Task inputs
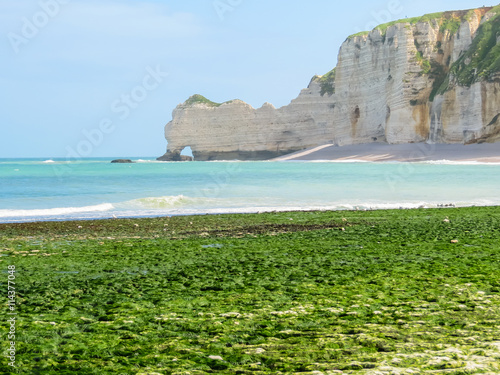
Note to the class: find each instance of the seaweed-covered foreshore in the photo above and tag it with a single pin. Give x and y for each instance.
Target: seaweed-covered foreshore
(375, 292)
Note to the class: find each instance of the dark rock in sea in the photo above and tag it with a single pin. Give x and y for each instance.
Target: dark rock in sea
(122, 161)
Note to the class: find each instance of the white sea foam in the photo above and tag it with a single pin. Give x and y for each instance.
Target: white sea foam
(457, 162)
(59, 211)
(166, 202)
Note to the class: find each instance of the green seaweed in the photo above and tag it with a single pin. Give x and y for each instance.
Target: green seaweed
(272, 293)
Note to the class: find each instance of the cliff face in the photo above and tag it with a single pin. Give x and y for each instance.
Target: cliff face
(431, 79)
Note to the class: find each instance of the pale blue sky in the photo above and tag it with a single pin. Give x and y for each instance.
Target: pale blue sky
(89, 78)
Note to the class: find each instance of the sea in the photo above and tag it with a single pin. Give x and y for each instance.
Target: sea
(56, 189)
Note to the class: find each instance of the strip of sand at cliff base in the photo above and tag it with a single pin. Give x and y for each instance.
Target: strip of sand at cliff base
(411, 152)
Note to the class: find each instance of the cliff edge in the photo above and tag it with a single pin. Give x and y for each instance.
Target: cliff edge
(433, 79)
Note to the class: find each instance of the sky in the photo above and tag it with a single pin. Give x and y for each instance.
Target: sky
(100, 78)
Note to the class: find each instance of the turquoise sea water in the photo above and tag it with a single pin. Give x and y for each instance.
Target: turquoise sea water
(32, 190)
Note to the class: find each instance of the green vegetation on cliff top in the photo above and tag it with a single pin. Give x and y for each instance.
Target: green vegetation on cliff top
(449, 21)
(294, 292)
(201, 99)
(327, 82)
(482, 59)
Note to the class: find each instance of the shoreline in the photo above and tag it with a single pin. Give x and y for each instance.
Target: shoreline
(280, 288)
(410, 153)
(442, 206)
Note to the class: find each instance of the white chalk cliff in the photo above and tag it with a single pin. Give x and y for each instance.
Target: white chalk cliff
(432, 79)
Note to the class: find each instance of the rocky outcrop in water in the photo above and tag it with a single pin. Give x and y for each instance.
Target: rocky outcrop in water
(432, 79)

Task to carry out
Please give again, exactly and only, the lines from the top of the listing above through the line that has "Note to the class: find each instance of the dark", with pictures left out.

Solution for this task
Note to the class: find each instance of the seaweed-covered foreshore in the photo above and tag it with a single pin. Give x and y for each instance.
Target: seaweed-covered foreshore
(375, 292)
Note to the class: find each instance of the dark rock in sea in the photo above and tag it with a single pin. Give x and y for each instance.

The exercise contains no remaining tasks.